Un homme d’action Louis Renault

Par André Maurois

M. Louis Renault vient d’être élevé à la dignité de grand-croix de la Légion d’honneur ; nous avons demandé à M. André Maurois, qui fut le biographe de Lyautey et le romancier de Bernard Quesnay, d’esquisser un portrait de ce grand homme d’action.

La réussite de Louis Renault est à la fois une des histoires les plus romanesques et une des plus simples de notre temps. En 1877, dans une vieille et solide famille de négociants parisiens, naît un fils, cadet de cinq enfants, qui, dès ses premières années, montre une sauvage indépendance et des goûts déterminés. Rien au monde ne l’intéresse que la mécanique. A huit ans, ayant pénétré dans la gare Saint-Lazare, il se cache dans le tender d’une locomotive et ne se montre qu’après le départ, de sorte que le mécanicien se voit contraint d’emmener cet enfant jusqu’à Rouen. Dans sa chambre d’adolescent où il a installé un vieux tour acheté à la ferraille et des piles électriques perfectionnées par lui, il bricole, tourne, soude, monte, ajuste. A Billancourt, dans le jardin de ses parents, il installe sous un hangar monté de ses mains une machine à vapeur délabrée qu’il a payée de ses économies : 250 francs. C’est là qu’il construit d’abord un bateau, puis, à vingt ans, avec un camarade rencontré à l’école Diderot, sa première voiturette.

# # #

- **OBJECTIF ÉNONCÉ 1**:
Répondez brièvement aux questions suivantes sur le portrait de Louis Renault :
(a) En quelle année Louis Renault est-il né ?
(b) Jusqu'à quelle ville le mécanicien a-t-il dû emmener l'enfant caché dans le tender ?
(c) Quelle somme Louis Renault a-t-il payée pour la machine à vapeur installée à Billancourt ?
- **OBJECTIF ÉNONCÉ 2**: Poursuivez le portrait de Louis Renault à partir de sa dernière phrase.

# # #

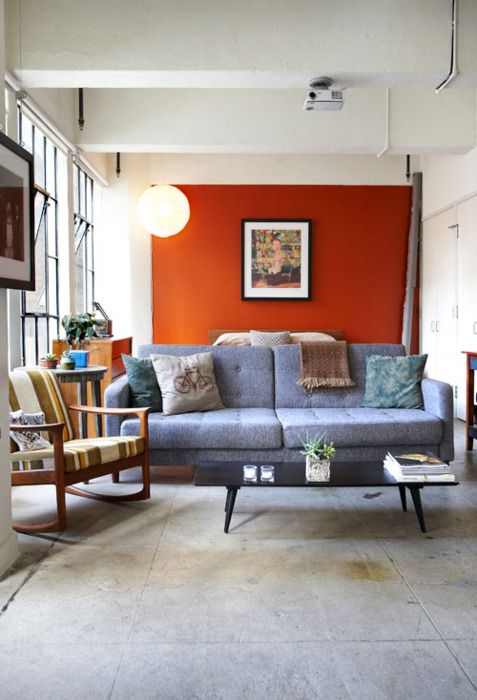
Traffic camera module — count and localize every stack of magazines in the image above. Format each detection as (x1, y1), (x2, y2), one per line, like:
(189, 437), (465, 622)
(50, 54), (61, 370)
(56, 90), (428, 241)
(384, 452), (455, 482)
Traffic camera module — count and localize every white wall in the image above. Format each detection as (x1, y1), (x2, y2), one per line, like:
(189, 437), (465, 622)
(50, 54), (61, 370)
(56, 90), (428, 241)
(146, 153), (414, 185)
(420, 148), (477, 217)
(0, 0), (18, 575)
(27, 88), (78, 143)
(96, 155), (152, 350)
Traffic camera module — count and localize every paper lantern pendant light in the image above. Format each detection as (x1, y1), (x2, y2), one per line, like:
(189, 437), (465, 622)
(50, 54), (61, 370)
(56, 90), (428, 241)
(137, 185), (190, 238)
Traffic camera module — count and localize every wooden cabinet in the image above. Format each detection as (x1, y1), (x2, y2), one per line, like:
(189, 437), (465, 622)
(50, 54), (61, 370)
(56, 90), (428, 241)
(53, 338), (132, 435)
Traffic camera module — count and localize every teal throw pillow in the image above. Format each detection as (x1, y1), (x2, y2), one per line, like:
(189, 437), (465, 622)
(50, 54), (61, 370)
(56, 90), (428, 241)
(122, 355), (162, 411)
(363, 355), (427, 408)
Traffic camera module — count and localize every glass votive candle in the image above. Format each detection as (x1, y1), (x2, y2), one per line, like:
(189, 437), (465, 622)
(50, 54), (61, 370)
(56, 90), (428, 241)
(260, 464), (275, 482)
(243, 464), (258, 482)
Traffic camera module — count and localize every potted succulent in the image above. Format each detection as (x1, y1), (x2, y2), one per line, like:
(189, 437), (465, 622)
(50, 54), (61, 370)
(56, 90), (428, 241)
(301, 433), (336, 481)
(40, 352), (58, 369)
(61, 312), (101, 367)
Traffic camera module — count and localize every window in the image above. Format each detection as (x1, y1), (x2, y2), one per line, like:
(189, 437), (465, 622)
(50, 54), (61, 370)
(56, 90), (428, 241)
(73, 165), (94, 312)
(18, 110), (59, 365)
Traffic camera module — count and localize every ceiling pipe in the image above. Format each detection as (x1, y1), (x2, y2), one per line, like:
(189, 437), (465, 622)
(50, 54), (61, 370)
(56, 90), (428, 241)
(377, 88), (389, 158)
(436, 0), (459, 94)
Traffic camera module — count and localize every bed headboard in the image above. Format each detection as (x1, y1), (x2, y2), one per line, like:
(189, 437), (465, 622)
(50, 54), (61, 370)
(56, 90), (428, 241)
(207, 328), (343, 345)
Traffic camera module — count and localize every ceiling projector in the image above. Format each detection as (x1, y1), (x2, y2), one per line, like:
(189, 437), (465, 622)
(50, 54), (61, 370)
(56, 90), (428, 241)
(303, 78), (344, 111)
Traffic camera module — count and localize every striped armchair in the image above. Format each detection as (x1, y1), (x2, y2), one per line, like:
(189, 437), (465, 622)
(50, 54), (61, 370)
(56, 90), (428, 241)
(9, 370), (150, 533)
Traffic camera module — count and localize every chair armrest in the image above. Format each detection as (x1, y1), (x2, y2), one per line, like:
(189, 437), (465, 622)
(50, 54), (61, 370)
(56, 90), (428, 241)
(68, 404), (151, 416)
(421, 377), (454, 462)
(8, 423), (65, 433)
(68, 404), (151, 441)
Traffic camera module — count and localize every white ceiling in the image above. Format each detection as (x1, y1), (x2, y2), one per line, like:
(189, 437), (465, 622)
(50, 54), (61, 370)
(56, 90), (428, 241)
(6, 0), (477, 154)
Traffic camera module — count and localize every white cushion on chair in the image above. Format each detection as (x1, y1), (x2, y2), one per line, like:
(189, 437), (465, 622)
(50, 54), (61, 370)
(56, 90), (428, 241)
(10, 436), (144, 472)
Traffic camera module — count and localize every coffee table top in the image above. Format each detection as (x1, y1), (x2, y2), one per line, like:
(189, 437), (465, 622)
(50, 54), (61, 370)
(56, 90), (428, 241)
(194, 460), (458, 488)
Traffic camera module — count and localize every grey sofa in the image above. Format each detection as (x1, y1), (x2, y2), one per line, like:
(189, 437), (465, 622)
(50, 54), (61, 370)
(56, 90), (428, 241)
(105, 344), (454, 465)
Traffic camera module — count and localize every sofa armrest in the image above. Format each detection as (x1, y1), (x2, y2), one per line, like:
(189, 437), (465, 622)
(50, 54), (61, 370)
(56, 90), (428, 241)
(422, 378), (454, 462)
(104, 375), (129, 436)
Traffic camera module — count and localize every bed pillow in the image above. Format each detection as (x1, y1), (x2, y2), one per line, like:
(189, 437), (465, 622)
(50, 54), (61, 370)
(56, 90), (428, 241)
(213, 332), (250, 345)
(121, 354), (162, 411)
(363, 355), (427, 408)
(250, 331), (290, 348)
(151, 352), (224, 416)
(9, 410), (51, 452)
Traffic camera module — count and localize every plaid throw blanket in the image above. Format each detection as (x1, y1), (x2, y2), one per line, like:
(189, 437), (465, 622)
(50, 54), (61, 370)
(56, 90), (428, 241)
(297, 340), (354, 391)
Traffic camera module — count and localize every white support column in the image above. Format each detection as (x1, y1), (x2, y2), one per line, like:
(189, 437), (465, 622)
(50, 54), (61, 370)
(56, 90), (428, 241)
(0, 0), (18, 575)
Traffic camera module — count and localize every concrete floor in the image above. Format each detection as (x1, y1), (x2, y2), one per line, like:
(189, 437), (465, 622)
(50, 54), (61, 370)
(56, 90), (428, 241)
(0, 423), (477, 700)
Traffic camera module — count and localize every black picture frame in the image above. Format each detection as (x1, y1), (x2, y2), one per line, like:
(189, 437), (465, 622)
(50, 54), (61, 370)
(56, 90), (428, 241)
(0, 132), (35, 291)
(242, 219), (312, 301)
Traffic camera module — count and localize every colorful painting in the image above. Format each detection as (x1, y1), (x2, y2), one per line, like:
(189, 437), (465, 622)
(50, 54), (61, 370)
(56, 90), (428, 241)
(0, 133), (35, 290)
(242, 219), (311, 300)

# # #

- **RÉPONSE RÉDIGÉE 1**:
(a) En 1877.
(b) Jusqu'à Rouen.
(c) 250 francs.

- **RÉPONSE RÉDIGÉE 2**:
Depuis la carrosserie jusqu’aux réservoirs ces deux garçons ont tout fait eux-mêmes. Louis Renault ne possédant qu’un moteur de trois quarts de cheval enlevé à son tricycle, il lui faut éviter les pertes de puissance. D’où l’idée de remplacer la chaîne de transmission par l’attaque directe des roues. Pignons d’angle, changements de vitesse, prise directe, cette voiturette a déjà quelques-uns des traits essentiels de la voiture moderne. Elle est assez rapide puisqu’elle va de Paris à Rambouillet, et retour, en deux heures quarante minutes. Elle monte toutes les côtes.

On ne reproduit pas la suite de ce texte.